## begin Excerpt to read
Entropy, Agile & Culture

In the early stages of a startup, everything is about proving hypotheses or ideas and cracking the product-market fit. Along the way, when it comes to scaling stages, it becomes messy, and some people will start to look at how we optimize the process or put a sort of process to make it scalable.

Even when there is some process, it tends to move towards disorder or broken if left unmaintained. That’s what we called the law of entropy. We can not set and forget what we developed. An excellent example of this is, leaving a new house alone and it will be broken at some points here and there without maintenance. It is inevitable.

There are some regret moments when it comes to a real mess. “What to do to avoid the entropy?”, “is it possible to make it less messy?”. Some of these regrets bring me to think that putting this sort of process is the starting point to understand where we are. Understanding our starting point is the way to improve it over time.

And it clicked in my thought that it is close to how agile our mindset in the early stages of a startup will determine how better we fight this law of entropy. Agile is a mindset. A set of values and principles guide us in dealing with uncertainty and responding to changes.

I want to share some values that I learned in hard ways that I believe are important to have in the early stage of a startup that I hoped I knew beforehand.
## end Excerpt to read
## [Work instructions]
Reproduce the passage on entropy and agile word for word, between "Entropy, Agile &" and "It is inevitable.", inclusive.
## begin Dataset extract
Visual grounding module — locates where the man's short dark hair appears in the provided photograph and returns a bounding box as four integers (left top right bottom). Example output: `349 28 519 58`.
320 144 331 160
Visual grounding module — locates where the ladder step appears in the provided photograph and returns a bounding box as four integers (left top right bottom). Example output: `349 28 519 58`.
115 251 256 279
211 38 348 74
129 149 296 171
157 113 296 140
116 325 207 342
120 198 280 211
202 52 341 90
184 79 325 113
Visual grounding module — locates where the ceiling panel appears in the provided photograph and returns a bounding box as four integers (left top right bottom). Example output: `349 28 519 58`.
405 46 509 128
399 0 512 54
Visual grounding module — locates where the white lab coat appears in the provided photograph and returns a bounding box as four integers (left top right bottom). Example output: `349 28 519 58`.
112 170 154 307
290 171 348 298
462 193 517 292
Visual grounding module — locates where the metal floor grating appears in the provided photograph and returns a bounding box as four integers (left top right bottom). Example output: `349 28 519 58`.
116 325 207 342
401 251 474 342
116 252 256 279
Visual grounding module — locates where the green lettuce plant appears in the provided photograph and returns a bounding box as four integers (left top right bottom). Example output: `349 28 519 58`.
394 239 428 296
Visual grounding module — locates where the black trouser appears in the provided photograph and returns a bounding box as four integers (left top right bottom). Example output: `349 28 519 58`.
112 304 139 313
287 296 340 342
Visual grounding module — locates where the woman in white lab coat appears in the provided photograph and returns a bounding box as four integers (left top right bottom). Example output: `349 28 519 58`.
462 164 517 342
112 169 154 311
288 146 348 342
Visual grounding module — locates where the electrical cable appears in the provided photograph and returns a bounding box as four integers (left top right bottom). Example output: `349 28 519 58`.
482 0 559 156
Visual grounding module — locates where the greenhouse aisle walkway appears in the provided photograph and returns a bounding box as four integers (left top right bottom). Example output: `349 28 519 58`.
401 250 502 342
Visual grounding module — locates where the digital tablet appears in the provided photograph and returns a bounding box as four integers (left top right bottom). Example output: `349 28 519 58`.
## end Dataset extract
## begin Dataset extract
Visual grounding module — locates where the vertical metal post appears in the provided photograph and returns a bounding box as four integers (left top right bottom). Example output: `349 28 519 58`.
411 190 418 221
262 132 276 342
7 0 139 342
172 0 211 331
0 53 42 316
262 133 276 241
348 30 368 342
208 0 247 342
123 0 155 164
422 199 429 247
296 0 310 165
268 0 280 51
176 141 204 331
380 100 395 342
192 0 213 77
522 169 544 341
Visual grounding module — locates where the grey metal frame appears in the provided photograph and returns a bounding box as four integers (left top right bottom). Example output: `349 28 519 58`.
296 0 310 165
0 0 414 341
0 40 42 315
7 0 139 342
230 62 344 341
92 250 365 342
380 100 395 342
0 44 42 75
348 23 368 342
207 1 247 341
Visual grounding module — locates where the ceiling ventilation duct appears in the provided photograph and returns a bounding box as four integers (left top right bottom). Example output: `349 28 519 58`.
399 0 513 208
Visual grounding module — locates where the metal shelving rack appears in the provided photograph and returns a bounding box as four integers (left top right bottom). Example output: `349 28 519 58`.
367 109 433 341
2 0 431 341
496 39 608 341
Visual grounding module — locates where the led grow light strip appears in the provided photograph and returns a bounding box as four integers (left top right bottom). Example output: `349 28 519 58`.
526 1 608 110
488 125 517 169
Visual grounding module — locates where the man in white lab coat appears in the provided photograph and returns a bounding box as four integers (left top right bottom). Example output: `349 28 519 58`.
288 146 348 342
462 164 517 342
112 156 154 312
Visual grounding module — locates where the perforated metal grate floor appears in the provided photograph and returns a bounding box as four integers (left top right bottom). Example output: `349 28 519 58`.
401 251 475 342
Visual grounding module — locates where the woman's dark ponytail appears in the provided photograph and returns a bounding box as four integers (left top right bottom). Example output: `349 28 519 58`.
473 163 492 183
## end Dataset extract
## begin Dataset extract
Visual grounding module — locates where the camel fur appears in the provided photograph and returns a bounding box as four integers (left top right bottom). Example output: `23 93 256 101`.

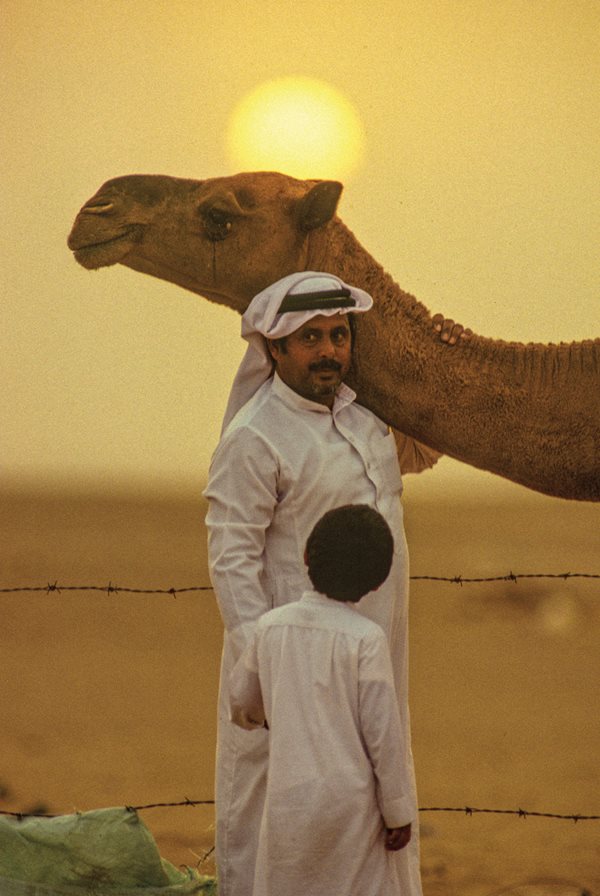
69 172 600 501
## end Dataset extract
## [Answer for this exercise]
Entropy, Agile & Culture

In the early stages of a startup, everything is about proving hypotheses or ideas and cracking the product-market fit. Along the way, when it comes to scaling stages, it becomes messy, and some people will start to look at how we optimize the process or put a sort of process to make it scalable.

Even when there is some process, it tends to move towards disorder or broken if left unmaintained. That’s what we called the law of entropy. We can not set and forget what we developed. An excellent example of this is, leaving a new house alone and it will be broken at some points here and there without maintenance. It is inevitable.